▶ _Given request A_:
Print, word for word, the part of the passage on multi-head attention that opens with the words containing "Multi-Head-Self-Attention" and closes with "same token simultaneously.".

▶ _Passage_:
Multi-Head-Self-Attention

Instead of calculating attention once, MHA repeats the QKV process multiple times simultaneously. Each repetition uses completely different, independent set of learnable weight matrices ( $W_Q, W_K. W_V$ ). Each separate set is "attention head".

It is similar to CNNs, where different kernels capture different patterns / features of an image. MHA takes inspiration from this, the way a image has many visual features, a word in a sentence has different linguistic and semantic relation, using MHA, the transformer can fetch different types of information from same token simultaneously.

Consider an example,

Head 1 --> act as a grammer checker, focus on identifying if word is subject or verb

Head 2 --> act as a vocabulary checker, checking if the word is noun, pronoun or named entity

Head 3 --> look for context, map a pronoun like "it" back to noun it refers to

Head 1 : WQ₁ WK₁ WV₁
Head 2 : WQ₂ WK₂ WV₂
Head 3 : WQ₃ WK₃ WV₃

Each head learns different behavior. All heads are looking at same sentence - same tokens but each head develops a different specialization

Multi-head attention diagram

( $q_{~ time-step,~ head-number}$ ) is the notation used in above diagram. All heads operate in parallel, $q_{~ 2, ~ 1}$ , $q_{~ 2, ~ 2}$ , $q_{~ 2, ~ 3}$ all calculate attention score simultaneously.

Self-attention :

One expert reads the sentence and tells each token what is important.

Multi-head attention :

Eight different experts read the same sentence. Each expert notices different relationships. Their observations are combined into a richer representation. Instead of one perspective there are multiple perspective now.

MHA is just multiple independent self-attention mechanisms running in parallel on the same sequence, each with its own learned view of the sentence.

Consider the example :

I love pizza

We'll use 2 attention heads

Step 0: Input embeddings

Suppose embeddings are :

I = [1,0]
love = [2,1]
pizza = [0,2]

Let's focus on token :

love

because that's where we'll compute attention.

SINGLE HEAD ATTENTION

Assume for simplicity :

Q = K = V = embedding

(Not true in real transformers, but easier to understand.)

So :

q_love = [2,1]

Compare against every token

love with I

[2,1]·[1,0]= 2

love with love

[2,1]·[2,1]= 5

love with pizza

[2,1]·[0,2]= 2

Scores :

[2,5,2]

Apply Softmax

Approximately :

[0.045, 0.91, 0.045]

Interpretation :

4.5% attention on I
91% attention on love
4.5% attention on pizza

Weighted sum

Values :

v1=[1,0]
v2=[2,1]
v3=[0,2]

Compute :

0.045*v1 + 0.91*v2 + 0.045*v3

Result :

a = [1.87, 1.00]

This is the output of the attention layer.

▶ _Material provided_:
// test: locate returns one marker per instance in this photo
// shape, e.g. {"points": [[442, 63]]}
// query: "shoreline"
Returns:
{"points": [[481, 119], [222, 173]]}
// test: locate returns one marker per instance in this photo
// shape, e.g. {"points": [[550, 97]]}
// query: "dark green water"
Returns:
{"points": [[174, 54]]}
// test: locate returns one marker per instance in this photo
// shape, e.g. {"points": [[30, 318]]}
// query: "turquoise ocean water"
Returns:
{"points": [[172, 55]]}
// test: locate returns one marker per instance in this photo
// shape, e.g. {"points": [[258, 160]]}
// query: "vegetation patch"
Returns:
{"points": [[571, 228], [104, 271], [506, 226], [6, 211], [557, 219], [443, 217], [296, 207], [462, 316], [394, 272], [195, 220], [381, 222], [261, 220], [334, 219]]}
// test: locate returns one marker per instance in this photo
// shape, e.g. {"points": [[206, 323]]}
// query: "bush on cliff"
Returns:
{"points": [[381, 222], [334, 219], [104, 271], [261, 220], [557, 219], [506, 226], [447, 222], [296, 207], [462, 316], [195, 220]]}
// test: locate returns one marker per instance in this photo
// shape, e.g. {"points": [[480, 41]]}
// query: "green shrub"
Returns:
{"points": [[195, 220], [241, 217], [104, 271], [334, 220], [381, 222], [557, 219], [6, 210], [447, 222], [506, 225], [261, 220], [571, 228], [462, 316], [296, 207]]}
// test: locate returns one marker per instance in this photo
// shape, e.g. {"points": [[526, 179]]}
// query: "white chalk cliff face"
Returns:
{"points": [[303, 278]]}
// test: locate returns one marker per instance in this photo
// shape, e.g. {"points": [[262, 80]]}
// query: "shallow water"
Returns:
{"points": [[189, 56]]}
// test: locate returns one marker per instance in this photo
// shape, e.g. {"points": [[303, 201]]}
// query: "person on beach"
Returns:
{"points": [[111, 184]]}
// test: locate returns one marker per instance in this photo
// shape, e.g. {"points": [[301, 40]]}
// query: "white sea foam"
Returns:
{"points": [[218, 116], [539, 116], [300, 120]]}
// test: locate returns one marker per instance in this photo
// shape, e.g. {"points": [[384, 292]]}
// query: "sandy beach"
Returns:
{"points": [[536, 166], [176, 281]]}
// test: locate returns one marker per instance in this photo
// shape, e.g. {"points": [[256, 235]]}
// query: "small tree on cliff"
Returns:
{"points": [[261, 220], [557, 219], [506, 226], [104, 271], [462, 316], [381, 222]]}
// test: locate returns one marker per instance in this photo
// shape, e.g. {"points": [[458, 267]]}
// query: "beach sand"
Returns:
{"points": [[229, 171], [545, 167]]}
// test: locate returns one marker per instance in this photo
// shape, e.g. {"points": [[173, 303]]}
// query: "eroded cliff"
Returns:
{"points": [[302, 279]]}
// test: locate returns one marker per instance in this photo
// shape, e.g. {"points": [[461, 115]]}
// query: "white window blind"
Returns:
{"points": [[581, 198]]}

--

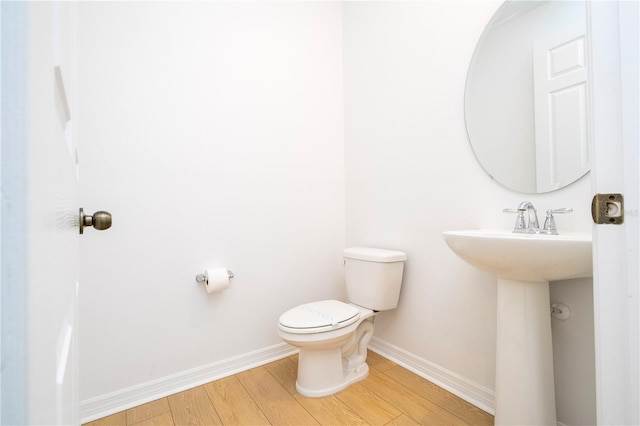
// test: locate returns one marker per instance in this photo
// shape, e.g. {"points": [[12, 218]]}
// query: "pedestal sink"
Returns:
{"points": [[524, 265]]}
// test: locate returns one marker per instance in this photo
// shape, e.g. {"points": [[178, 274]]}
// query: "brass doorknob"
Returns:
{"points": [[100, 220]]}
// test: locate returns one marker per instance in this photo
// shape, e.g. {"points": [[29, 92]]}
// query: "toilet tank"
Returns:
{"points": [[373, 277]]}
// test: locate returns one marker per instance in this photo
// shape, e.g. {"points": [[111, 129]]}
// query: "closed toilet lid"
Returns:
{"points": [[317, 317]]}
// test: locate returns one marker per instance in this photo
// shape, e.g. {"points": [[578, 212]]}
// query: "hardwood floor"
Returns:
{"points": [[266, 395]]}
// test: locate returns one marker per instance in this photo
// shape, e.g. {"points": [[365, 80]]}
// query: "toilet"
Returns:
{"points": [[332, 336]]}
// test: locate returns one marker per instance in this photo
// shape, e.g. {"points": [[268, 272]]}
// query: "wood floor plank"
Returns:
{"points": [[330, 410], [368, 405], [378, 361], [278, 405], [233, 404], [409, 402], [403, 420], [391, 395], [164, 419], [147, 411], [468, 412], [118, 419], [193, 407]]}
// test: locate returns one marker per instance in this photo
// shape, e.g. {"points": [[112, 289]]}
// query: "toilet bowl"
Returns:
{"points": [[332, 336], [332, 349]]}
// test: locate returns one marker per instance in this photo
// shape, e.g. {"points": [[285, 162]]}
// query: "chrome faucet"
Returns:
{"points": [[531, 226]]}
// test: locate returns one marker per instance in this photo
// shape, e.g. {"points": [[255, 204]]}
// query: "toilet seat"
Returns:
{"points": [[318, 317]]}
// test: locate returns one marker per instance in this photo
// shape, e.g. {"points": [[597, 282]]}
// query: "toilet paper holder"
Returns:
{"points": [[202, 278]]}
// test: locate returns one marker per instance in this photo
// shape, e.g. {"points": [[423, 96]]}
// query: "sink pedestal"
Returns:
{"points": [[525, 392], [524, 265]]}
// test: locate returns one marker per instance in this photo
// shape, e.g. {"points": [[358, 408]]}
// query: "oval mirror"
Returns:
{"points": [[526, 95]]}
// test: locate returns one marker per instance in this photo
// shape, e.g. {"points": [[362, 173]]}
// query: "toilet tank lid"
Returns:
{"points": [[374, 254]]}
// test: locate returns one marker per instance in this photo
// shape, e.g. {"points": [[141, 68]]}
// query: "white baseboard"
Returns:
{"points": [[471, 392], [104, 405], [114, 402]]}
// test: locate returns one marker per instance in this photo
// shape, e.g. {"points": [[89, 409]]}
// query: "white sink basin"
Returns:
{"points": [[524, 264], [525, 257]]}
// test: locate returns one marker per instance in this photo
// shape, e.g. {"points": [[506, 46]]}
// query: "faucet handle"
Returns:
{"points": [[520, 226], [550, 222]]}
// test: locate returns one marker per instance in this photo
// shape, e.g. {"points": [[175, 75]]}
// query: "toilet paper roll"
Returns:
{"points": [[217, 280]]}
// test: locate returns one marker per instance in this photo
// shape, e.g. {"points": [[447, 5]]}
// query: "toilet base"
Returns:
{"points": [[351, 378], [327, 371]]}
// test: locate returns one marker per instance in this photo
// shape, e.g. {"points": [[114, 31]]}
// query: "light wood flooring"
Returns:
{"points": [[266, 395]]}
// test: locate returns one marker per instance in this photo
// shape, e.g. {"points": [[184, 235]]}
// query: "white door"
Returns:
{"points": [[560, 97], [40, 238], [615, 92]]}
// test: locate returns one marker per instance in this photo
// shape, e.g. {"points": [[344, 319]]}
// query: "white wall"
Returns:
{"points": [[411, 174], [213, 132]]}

--

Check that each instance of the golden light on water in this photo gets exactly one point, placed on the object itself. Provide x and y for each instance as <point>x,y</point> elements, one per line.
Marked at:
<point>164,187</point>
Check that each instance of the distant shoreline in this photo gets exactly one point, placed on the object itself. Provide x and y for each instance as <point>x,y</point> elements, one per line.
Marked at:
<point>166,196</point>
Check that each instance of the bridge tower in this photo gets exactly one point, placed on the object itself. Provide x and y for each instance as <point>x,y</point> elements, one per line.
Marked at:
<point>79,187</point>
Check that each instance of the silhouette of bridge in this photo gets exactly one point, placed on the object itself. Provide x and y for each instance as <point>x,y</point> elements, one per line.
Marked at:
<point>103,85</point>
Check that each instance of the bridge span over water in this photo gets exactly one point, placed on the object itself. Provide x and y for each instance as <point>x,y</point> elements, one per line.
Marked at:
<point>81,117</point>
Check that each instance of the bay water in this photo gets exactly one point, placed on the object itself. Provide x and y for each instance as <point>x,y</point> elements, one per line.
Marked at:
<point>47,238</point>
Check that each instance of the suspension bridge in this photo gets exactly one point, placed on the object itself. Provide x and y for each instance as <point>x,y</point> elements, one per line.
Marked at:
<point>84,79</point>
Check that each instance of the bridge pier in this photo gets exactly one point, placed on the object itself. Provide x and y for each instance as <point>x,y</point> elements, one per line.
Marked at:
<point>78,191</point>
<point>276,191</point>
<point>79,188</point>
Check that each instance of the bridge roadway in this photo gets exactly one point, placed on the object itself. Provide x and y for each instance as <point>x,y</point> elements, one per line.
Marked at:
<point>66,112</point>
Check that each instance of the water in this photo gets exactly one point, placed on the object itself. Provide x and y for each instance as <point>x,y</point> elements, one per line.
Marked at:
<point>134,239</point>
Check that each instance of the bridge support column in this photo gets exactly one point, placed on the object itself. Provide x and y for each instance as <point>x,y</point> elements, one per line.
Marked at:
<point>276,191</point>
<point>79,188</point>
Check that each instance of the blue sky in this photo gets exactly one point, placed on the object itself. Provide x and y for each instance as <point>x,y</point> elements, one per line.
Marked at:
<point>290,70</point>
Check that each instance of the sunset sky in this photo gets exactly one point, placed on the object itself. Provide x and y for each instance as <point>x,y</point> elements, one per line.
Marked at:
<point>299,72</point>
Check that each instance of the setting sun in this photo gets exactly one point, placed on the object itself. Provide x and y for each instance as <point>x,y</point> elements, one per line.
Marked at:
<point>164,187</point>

▶ _Given request B_:
Switch "bay water" to "harbor water" in the part of the listing that opens with the line containing "Check that each instance of the bay" and closes with the line containing "<point>47,238</point>", leaving all else unchanged, and output only those lines.

▶ _Written answer A_:
Multi-Head-Self-Attention

Instead of calculating attention once, MHA repeats the QKV process multiple times simultaneously. Each repetition uses completely different, independent set of learnable weight matrices ( $W_Q, W_K. W_V$ ). Each separate set is "attention head".

It is similar to CNNs, where different kernels capture different patterns / features of an image. MHA takes inspiration from this, the way a image has many visual features, a word in a sentence has different linguistic and semantic relation, using MHA, the transformer can fetch different types of information from same token simultaneously.

▶ _Written answer B_:
Check that each instance of the harbor water in this photo gets exactly one point, placed on the object itself. Provide x and y for each instance as <point>x,y</point> elements, one per line.
Marked at:
<point>47,238</point>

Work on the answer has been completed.